◆ Exercise goal ◆
Turn the lines below into a numbered list, with blank lines dropped. Begin at the line containing "Expected output, for every instance of the salvia" and continue to the last line.
** START Listing **
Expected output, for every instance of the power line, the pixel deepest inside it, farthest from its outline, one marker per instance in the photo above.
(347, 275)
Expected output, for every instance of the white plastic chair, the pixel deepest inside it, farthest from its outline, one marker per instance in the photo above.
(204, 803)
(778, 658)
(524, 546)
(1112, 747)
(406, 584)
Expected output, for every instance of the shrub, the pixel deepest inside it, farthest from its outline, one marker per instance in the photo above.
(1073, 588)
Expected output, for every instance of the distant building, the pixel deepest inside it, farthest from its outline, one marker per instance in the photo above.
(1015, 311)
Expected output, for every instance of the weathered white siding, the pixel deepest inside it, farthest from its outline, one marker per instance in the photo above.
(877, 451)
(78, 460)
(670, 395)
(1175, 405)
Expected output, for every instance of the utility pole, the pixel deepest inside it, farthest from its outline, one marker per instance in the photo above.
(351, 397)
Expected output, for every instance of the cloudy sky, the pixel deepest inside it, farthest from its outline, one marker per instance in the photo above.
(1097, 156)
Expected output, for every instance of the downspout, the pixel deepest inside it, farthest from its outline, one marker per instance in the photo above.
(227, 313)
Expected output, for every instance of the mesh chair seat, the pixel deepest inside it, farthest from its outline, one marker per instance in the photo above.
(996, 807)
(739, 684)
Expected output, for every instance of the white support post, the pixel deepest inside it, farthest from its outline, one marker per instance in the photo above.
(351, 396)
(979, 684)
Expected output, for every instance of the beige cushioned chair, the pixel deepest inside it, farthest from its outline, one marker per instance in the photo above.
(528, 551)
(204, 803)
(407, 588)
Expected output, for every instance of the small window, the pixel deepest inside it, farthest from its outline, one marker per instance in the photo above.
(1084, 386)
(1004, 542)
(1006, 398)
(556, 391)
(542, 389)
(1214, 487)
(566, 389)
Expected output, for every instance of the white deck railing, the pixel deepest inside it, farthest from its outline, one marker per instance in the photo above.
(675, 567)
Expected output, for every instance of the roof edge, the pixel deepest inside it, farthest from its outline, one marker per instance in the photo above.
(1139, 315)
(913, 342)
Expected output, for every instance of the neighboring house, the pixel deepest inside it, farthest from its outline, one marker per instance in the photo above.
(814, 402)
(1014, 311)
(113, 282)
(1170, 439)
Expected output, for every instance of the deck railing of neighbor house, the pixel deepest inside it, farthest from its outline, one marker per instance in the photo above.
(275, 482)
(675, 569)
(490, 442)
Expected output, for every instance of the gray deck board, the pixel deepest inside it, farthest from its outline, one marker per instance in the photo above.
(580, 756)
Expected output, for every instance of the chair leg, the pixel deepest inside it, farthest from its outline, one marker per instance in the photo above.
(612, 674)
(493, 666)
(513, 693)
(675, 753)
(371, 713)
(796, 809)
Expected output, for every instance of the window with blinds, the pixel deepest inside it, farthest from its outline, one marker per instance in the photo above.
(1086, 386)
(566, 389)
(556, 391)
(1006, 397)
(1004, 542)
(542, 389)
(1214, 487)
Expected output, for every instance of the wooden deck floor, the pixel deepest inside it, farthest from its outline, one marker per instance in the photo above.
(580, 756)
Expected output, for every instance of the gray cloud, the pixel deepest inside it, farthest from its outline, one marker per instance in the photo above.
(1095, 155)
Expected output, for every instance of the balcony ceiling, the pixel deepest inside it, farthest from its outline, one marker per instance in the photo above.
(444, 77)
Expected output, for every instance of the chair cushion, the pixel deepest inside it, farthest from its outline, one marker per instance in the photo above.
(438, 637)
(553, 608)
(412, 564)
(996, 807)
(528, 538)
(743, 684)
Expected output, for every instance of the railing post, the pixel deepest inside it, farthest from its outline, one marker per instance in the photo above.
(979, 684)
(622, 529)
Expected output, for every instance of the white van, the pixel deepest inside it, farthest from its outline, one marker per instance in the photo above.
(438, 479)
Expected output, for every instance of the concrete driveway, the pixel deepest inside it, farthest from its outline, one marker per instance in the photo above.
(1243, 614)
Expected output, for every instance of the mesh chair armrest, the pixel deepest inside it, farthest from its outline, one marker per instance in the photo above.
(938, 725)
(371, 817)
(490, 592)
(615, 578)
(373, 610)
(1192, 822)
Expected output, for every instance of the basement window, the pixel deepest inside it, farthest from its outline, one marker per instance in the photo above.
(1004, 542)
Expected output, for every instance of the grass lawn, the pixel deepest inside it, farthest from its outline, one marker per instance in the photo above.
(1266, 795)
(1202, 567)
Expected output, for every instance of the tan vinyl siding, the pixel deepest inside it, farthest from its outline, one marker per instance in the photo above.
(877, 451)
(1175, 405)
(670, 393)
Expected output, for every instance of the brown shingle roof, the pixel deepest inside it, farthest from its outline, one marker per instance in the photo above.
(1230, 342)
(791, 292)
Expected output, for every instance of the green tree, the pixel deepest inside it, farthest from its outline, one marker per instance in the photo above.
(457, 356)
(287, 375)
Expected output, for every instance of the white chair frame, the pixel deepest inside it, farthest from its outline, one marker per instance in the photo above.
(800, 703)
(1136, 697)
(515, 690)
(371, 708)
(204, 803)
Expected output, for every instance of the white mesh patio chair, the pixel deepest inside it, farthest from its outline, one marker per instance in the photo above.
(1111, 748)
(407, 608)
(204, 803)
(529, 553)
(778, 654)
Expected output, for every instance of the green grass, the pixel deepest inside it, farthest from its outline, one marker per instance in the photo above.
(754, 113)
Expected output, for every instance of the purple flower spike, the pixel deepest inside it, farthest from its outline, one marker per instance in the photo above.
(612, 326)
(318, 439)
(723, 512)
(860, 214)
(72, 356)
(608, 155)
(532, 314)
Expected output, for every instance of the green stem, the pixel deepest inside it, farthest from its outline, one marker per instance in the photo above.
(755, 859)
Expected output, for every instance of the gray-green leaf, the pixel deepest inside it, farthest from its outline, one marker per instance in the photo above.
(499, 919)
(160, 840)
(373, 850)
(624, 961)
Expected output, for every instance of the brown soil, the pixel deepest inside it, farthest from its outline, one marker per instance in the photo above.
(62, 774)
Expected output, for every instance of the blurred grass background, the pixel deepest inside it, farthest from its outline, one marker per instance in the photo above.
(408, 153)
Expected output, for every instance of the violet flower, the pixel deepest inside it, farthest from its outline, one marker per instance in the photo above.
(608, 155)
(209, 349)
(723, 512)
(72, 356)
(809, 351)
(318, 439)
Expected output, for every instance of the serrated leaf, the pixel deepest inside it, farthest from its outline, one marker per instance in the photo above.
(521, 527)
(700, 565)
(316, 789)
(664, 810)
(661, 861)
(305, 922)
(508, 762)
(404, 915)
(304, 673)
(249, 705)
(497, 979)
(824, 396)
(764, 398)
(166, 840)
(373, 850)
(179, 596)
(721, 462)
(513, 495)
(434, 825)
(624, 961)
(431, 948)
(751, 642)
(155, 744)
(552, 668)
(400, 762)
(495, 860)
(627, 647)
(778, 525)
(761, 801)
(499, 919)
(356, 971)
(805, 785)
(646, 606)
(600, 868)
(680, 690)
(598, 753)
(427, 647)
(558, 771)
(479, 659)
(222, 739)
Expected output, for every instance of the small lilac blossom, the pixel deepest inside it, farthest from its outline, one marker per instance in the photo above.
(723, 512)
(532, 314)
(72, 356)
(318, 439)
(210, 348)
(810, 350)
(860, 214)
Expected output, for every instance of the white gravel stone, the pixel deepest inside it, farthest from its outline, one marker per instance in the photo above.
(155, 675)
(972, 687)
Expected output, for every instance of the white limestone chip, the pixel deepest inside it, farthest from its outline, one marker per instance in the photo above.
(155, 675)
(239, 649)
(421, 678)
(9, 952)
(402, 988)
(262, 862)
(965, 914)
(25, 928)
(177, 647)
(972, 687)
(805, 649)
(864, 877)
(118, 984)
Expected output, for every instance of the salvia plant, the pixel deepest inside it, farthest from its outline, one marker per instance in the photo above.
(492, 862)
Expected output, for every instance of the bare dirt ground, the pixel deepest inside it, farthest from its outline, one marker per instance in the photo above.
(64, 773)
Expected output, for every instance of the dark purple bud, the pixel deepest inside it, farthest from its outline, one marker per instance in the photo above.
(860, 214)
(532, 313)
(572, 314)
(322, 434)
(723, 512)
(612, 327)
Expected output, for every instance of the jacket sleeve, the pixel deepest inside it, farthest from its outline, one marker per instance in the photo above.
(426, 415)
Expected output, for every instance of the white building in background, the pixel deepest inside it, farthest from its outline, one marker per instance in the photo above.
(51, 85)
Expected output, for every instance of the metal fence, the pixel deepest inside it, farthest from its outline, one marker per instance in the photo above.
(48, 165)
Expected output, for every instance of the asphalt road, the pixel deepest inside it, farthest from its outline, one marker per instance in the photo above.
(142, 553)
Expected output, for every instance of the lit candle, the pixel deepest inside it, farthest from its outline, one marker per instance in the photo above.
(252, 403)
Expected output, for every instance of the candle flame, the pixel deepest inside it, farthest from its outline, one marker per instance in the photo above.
** END Listing **
◆ Solved problem ◆
1. Expected output, for every instance of the salvia plant, the pixel deepest inside it, farthest from its outline, one marker per instance in the photo above.
2. (492, 862)
3. Expected output, for every instance of the bare dirt ground, the pixel deepest inside it, farthest from its outline, one marker per instance in the photo above.
4. (64, 773)
5. Expected output, for every instance of the dark purple bud, the pixel deepest inside it, farthest from its outline, one marker per instance in the photo above.
6. (860, 214)
7. (532, 313)
8. (572, 314)
9. (322, 434)
10. (723, 512)
11. (612, 327)
12. Expected output, for every instance of the jacket sleeve, the pixel deepest inside it, farthest from its outline, one marker per instance in the photo above.
13. (426, 415)
14. Expected output, for every instance of the white building in background, the pixel deepest inside it, farthest from its outline, one marker per instance in the photo above.
15. (51, 85)
16. Expected output, for every instance of the metal fence, the pixel deepest inside it, farthest from its outline, one marker per instance in the photo above.
17. (48, 165)
18. Expected output, for every instance of the asphalt road, the pixel deepest inside it, farthest from its outline, one marker per instance in the photo above.
19. (142, 553)
20. Expected output, for every instance of the lit candle, the pixel deepest inside it, farthest from its outline, one marker per instance in the photo above.
21. (252, 403)
22. Expected output, for every instance of the candle flame, the pixel deepest inside it, farthest from its outline, one marker per instance in the photo above.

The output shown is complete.